> [Written request]
Could you copy out each of the records below word for word, with nothing changed?

> [Data provided]

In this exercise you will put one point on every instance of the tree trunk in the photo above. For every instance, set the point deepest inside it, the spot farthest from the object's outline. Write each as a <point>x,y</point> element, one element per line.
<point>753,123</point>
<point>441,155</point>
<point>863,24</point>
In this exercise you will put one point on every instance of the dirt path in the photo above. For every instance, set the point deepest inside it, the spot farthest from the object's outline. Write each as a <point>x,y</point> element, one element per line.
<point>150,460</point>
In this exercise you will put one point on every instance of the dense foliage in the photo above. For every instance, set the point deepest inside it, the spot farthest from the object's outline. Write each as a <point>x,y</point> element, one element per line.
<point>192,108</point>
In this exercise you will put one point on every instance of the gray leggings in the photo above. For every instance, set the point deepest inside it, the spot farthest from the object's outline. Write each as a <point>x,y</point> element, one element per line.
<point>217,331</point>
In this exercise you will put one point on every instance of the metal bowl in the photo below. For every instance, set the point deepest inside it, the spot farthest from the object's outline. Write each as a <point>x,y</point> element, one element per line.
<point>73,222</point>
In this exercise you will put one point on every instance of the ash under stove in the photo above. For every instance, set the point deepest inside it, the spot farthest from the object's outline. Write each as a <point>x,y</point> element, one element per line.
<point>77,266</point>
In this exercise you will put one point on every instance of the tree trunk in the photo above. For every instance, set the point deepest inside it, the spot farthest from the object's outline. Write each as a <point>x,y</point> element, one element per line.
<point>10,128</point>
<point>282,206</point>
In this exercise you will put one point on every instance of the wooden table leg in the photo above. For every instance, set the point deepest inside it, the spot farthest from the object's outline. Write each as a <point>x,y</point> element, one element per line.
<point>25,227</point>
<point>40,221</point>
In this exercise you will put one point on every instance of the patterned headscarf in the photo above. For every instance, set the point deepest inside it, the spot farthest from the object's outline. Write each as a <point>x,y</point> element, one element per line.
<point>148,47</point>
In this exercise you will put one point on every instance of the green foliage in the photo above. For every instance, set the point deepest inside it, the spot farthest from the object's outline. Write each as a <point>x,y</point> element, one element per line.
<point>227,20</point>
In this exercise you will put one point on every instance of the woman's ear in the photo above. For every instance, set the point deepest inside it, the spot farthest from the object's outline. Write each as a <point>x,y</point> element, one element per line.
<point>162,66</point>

> [The result]
In this exercise you will put one point on every instance of the tree trunk in the photo above. For every instance, set the point deepest inside it, the spot farthest from the object's outline. Write each as a <point>x,y</point> element, one element per line.
<point>753,123</point>
<point>441,155</point>
<point>863,24</point>
In this exercise you will put one point on every instance of the dirt path in the photo above. For every instance, set the point deepest inside it, the spot farthest from the object's outline. Write each as a <point>x,y</point> element, one element per line.
<point>150,460</point>
In this exercise you will put one point on every instance of the dense foliage in the photo above. For every instance, set the point deepest inside it, the spot farthest from the object's outline. Write each as a <point>x,y</point> element, one element per line.
<point>192,108</point>
In this exercise you will put one point on every instance of the gray leggings in the photo above. For every instance, set the point deepest inside it, the spot farthest from the object's outline. Write each as a <point>x,y</point> element, one element per line.
<point>217,331</point>
In this exercise you will put one point on every instance of the metal bowl in the photo below. For every instance, set the point deepest inside it, the spot farthest from the object's outline. Write each as a <point>x,y</point> element, one element per line.
<point>73,222</point>
In this exercise you will put one point on every instance of the ash under stove in the photo above. For every instance, set the point deepest inside it, the spot farthest from the object's outline. Write each as a <point>x,y</point> element, one element per line.
<point>77,266</point>
In this exercise you will put one point on every instance of the tree trunk in the photo above. For every instance, set the point deepest inside it, the spot farthest from the object's outline. Write each as a <point>x,y</point> element, one element per line.
<point>10,128</point>
<point>282,206</point>
In this exercise you will put one point on every instance of the wooden table leg in the photo above. For every instance, set the point deepest inside it, the spot farthest from the object's outline. Write each as a <point>x,y</point> element, one element per line.
<point>25,227</point>
<point>40,221</point>
In this exercise you will put one point on every instance of the patterned headscarf in the photo above. For every instance, set the point deepest inside it, the spot farthest from the object's outline. Write each as a <point>x,y</point> element, one element per line.
<point>148,47</point>
In this exercise you will put one point on every instance of the green foliage in the photo above. For every instance, set the point deepest inside it, the spot farthest from the object's outline. Write each as a <point>x,y</point> element, one element per line.
<point>227,20</point>
In this exercise you will put one point on every instance of the woman's ear in the photo above. For every instance, set the point deepest inside it, the spot farthest from the object's outline. Write each as a <point>x,y</point> element, one element per line.
<point>162,66</point>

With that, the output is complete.